TEXT FOR ANALYSIS:

┄┄┄┄┄┄┄┄┄┄┄┄┄┄┄┄┄┄┄┄

- Julian Zelizer says rollout of Obama's health care plan has been filled with problems
- He says the Affordable Care Act was product of timid liberalism, a trend in past decades
- Zelizer: Liberals have shied away from arguing strongly for government solutions
- Programs such as Obamacare are complex, require cooperation of states, private industry, he says
Editor's note: Julian Zelizer is a professor of history and public affairs at Princeton University. He is the author of "Jimmy Carter" and "Governing America."
(CNN) -- The rollout of the Affordable Care Act has been filled with problems and controversy. Facing entrenched opposition from a Republican Party that has been determined to subvert the program from the moment it passed, President Barack Obama has frustrated supporters by continuing to offer the GOP plenty of ammunition for their attacks.
The website for purchasing health care has been an embarrassment.
The contradictions between Obama's promises about everyone being able to keep their existing coverage and the reality that millions of Americans would not be able to do so has raised memories of President George H.W. Bush's famous "Read My Lips" pledge.

┄┄┄┄┄┄┄┄┄┄┄┄┄┄┄┄┄┄┄┄

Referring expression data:
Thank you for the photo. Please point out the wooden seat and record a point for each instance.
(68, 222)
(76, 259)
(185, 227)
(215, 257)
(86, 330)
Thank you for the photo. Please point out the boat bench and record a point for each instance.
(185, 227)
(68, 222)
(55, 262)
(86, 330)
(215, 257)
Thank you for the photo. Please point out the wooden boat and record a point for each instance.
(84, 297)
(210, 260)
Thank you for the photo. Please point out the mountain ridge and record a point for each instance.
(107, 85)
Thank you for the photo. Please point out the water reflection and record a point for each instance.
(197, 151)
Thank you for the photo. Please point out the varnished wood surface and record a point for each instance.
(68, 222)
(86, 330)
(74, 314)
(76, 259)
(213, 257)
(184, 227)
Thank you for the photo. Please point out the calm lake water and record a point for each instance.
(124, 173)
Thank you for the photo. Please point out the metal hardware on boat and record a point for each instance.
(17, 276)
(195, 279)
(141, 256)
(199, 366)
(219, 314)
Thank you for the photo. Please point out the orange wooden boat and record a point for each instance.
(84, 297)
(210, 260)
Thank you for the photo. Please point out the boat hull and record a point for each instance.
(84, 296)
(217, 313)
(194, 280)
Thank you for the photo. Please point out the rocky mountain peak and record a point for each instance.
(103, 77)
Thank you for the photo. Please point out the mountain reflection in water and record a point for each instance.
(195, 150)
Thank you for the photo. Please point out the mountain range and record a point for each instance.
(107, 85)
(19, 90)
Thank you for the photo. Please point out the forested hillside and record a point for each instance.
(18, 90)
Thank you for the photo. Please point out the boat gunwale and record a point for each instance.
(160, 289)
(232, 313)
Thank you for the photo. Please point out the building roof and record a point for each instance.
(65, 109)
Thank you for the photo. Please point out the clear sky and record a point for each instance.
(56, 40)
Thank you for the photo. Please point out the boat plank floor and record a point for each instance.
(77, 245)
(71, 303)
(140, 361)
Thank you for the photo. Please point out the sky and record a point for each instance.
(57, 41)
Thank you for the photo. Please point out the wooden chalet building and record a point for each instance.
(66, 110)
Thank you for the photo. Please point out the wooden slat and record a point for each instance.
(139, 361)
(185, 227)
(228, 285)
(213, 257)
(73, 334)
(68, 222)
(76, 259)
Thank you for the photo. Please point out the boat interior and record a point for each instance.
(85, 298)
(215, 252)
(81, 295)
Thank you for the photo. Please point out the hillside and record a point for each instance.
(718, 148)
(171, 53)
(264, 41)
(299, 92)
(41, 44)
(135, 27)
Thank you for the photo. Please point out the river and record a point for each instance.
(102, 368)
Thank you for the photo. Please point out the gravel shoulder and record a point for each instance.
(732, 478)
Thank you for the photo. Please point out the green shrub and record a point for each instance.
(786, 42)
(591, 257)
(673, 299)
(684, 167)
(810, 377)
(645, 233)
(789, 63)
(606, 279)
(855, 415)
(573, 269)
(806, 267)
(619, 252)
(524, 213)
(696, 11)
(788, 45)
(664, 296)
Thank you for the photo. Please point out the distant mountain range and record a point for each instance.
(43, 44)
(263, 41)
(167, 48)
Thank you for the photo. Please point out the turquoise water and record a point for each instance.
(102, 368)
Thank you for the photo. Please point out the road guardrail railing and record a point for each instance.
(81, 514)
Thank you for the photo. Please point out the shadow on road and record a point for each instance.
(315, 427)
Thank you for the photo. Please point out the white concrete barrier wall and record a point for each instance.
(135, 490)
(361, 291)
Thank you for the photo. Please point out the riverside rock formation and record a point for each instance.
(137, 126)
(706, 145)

┄┄┄┄┄┄┄┄┄┄┄┄┄┄┄┄┄┄┄┄

WHAT YOU NEED TO DO:
- 1) List every organization or institution named in the commentary on the Affordable Care Act rollout.
- 2) Please condense the paragraph of the commentary on the Affordable Care Act rollout that begins "(CNN) -- The rollout" into a single shorter sentence that keeps its main facts.
- 3) Carry on the commentary on the Affordable Care Act rollout from its final sentence.

WRITTEN RESPONSES:
- 1)
- Princeton University
- CNN
- Republican Party (also called the GOP)

- 2) The Affordable Care Act's rollout has been troubled and controversial, and President Barack Obama has frustrated supporters by continuing to hand ammunition to a Republican Party bent on subverting the program since it passed.

- 3)
Health and Human Services Secretary Kathleen Sebelius has admitted that the enrollment numbers will fall well short of what was expected.
While it is true that the challenges facing the program have received much more attention than the successes, the problems are impossible to ignore. There are many reasons for Obamacare's troubles, ranging from the failure of White House officials to adequately prepare for the launch of the website to the successful Republican efforts to undermine its operations, including the refusal of many governors to establish exchanges in their own states.
But a large part of the problem was the underlying ideological outlook that shaped the original proposal. The ACA was a product of a kind of half-baked liberalism that has been popular among many Democrats for several decades.
Since the 1990s, many Democrats have settled for jerry-built proposals that shy away from direct and aggressive federal intervention. Many Democrats have concluded that in the current era, the only domestic programs that stand a chance of passing Congress are those that rely on the participation of market-based actors, limited federal funding and heavy federal-state collaboration in the administrative process.
Conservatives have been very effective at defining the national agenda throughout these years, defending the argument that government is the problem, as Ronald Reagan famously said, and nurturing a political coalition that has continually pushed liberals into the corner.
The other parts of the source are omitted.